▶ [EXERCISE MATERIALS]:
━━━━━━

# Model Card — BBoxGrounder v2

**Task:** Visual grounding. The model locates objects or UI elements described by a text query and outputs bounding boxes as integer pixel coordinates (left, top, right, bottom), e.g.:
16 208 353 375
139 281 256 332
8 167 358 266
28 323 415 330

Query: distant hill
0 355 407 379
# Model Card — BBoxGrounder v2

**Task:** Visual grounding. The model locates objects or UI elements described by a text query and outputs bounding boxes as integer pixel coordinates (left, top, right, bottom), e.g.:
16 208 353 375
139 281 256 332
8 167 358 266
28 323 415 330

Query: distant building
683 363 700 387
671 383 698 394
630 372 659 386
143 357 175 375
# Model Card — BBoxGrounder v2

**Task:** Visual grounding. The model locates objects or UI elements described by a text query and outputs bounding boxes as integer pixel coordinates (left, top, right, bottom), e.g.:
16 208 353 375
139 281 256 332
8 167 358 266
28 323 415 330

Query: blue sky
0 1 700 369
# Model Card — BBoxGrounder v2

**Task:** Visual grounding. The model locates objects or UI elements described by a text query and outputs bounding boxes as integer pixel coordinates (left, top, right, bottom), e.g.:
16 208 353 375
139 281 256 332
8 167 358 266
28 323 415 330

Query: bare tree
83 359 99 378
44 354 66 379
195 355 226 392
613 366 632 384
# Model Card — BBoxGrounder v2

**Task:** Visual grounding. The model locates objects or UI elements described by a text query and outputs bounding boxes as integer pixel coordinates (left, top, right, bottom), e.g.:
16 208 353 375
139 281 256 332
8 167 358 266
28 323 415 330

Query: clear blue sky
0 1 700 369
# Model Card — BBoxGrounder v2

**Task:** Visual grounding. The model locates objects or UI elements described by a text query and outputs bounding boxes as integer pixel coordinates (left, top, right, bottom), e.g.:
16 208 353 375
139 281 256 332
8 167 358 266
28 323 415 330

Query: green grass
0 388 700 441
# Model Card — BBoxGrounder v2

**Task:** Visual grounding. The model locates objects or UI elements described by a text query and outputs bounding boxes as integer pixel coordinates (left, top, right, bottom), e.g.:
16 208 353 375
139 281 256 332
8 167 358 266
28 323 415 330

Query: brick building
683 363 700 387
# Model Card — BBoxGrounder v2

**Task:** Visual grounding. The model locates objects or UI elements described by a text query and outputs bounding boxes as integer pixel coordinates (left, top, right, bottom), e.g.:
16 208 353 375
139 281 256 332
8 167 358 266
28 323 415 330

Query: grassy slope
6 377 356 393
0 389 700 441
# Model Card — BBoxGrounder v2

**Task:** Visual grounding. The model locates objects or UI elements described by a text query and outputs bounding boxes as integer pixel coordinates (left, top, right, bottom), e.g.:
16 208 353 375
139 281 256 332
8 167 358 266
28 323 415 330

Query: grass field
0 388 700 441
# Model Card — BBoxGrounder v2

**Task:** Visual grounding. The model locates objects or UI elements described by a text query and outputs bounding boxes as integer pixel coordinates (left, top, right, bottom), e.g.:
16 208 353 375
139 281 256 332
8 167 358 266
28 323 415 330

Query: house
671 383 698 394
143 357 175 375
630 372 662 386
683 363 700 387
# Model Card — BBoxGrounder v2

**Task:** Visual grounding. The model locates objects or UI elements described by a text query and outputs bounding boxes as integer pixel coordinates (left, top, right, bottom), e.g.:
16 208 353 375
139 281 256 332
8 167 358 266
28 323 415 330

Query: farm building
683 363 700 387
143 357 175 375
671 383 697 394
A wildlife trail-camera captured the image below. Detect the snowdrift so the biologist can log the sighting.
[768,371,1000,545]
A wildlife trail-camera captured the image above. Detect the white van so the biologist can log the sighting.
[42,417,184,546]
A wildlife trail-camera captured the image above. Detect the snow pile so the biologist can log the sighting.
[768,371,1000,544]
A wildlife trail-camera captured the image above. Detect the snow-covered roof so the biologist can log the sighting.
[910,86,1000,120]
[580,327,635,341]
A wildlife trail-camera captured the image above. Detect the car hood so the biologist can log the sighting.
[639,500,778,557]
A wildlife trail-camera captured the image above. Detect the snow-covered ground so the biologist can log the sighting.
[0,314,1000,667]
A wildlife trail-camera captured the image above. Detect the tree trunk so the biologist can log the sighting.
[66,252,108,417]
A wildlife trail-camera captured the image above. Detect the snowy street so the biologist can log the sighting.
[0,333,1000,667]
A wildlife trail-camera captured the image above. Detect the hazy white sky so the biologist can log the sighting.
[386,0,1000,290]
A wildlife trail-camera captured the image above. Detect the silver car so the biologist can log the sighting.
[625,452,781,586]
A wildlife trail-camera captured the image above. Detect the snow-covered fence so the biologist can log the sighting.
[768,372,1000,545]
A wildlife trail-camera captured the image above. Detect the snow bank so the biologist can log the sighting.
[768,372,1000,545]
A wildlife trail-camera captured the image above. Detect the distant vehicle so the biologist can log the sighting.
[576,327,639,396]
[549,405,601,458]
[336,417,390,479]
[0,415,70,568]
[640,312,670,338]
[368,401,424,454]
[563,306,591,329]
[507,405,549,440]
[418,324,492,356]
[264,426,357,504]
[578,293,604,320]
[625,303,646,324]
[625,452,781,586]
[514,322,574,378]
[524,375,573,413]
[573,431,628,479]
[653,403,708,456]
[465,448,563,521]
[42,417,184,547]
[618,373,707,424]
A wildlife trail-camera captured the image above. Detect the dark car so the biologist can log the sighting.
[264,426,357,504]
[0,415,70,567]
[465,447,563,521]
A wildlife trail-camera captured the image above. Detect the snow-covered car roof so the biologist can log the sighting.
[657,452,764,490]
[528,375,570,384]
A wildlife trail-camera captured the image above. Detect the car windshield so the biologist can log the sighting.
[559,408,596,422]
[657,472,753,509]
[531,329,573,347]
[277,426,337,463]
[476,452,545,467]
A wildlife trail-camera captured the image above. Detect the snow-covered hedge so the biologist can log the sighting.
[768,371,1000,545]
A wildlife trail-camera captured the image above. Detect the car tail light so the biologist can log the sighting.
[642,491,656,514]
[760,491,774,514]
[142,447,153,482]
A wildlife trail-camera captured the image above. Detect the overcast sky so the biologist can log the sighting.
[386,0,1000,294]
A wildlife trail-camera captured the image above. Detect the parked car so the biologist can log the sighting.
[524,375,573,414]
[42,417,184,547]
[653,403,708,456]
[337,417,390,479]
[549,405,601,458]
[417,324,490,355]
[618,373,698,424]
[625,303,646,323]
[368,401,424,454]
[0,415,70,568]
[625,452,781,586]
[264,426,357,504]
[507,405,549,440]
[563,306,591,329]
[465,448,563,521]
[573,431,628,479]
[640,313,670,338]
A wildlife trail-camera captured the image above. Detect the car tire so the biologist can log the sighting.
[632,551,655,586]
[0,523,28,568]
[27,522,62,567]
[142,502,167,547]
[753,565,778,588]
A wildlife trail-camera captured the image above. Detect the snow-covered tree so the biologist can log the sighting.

━━━━━━

▶ [TASK PROMPT]: Report how many lines in the entries above contain the word "white". Give only the number.

▶ [THE SOLUTION]: 2